Will you output the entries below exactly, skipping every image they contain?

(Entries taken from a collection)
···
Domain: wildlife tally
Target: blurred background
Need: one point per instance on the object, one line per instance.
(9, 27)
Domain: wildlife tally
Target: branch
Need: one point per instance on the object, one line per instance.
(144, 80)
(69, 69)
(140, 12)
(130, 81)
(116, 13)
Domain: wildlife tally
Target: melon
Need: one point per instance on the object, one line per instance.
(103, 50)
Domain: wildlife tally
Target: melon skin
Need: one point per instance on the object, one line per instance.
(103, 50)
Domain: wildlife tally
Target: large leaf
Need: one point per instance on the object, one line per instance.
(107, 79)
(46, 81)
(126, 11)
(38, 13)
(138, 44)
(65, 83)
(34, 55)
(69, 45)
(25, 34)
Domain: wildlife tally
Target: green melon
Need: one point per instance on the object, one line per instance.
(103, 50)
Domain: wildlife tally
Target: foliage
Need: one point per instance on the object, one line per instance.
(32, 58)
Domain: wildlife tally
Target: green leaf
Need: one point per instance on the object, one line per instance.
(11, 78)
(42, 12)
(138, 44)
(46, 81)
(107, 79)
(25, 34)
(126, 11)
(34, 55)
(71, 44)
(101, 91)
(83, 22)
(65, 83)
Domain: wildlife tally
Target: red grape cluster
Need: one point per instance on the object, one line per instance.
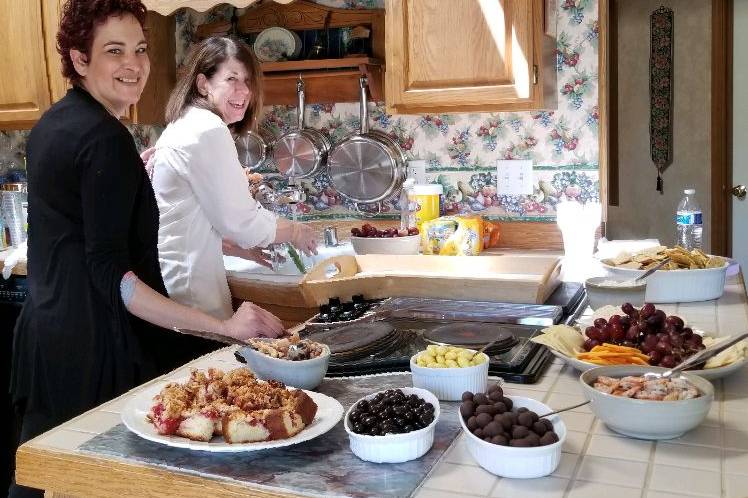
(367, 230)
(665, 339)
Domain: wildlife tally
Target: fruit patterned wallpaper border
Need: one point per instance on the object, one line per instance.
(461, 149)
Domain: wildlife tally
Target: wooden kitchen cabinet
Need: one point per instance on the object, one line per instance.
(469, 55)
(24, 88)
(31, 67)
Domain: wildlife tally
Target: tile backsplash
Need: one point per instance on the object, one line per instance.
(461, 150)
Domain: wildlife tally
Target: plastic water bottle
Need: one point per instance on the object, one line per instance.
(688, 221)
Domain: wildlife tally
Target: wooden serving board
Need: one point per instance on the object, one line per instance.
(526, 279)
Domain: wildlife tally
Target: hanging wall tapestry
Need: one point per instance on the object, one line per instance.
(661, 90)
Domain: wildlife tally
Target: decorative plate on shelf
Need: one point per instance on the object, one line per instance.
(329, 413)
(274, 44)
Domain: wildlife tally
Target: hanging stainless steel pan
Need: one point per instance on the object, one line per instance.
(369, 166)
(254, 148)
(302, 152)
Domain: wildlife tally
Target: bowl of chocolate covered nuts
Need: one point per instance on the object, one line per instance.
(508, 435)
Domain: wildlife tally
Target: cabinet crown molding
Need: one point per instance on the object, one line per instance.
(166, 7)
···
■ **Finished task**
Domain: wildlife tally
Target: blurred background
Need: one point per instance on the object, one line per instance.
(9, 27)
Domain: wildlife tally
Target: branch
Need: one point per instance on the object, one line per instance.
(144, 80)
(69, 69)
(140, 12)
(130, 81)
(116, 13)
Domain: wildlife tally
Target: melon
Need: one point per instance on the object, one line per instance.
(103, 50)
Domain: wildlife tally
Target: melon skin
Need: one point per instance on the object, one line per instance.
(103, 50)
Domain: wildlife tally
Target: large leaf
Need: one point per instance on the object, one line per instance.
(107, 79)
(46, 81)
(126, 11)
(38, 13)
(138, 44)
(65, 83)
(34, 55)
(69, 45)
(25, 34)
Domain: wildlife tally
Target: green melon
Need: one point per instance on the object, one line per instance.
(103, 50)
Domain: wildlife tally
Target: foliage
Need: one point per instance on the object, one line per instance.
(32, 58)
Domain: wildlife tally
Target: green leaf
Need: one point per instance on the object, one line per instance.
(11, 78)
(42, 12)
(138, 44)
(46, 81)
(107, 79)
(25, 34)
(126, 11)
(34, 55)
(71, 44)
(101, 91)
(83, 22)
(65, 83)
Domain: wildlife tally
Target: red grape cluster
Need: one point per instance on the object, one line per instance.
(367, 230)
(665, 339)
Domain: wildlife tally
Target: fruit patterned wallpaper border
Need: one point per instance on the object, one line per instance.
(461, 149)
Domain: wildlife tally
Target: wooden kitchen cabinet
Need: one point per instance on the object, one line per instance.
(469, 55)
(24, 88)
(31, 67)
Domain: wildlife tally
Target: tile backsplash
Need: one point per instance on the object, one line per instance.
(461, 150)
Domain: wildlife tally
Target: plastic water bottle
Need: one point per instance on the object, one line per instance.
(688, 221)
Domain: wildlife tally
Target: wooden serving board
Need: one point per instance on the object, one line per instance.
(526, 279)
Domain: wildlife tally
Target: hanging wall tapestry
Need: one point per instance on the object, one line per instance.
(661, 90)
Domain: wildlife tally
Target: decorative plate on shelf
Need: one point per instance on the object, one line per instance.
(329, 413)
(274, 44)
Domain: wildlife tally
Target: hanging stainless steel pan
Need: one point per instance on the object, one line per instance.
(369, 166)
(254, 148)
(302, 152)
Domain: wildlife tally
Target: bowl of chocolate covered nuts
Need: one point per instance on the object, one line per instance.
(508, 435)
Domain: wildlife tally
Target: cabinet crown molding
Need: one point per instance on the object, one line per instance.
(166, 7)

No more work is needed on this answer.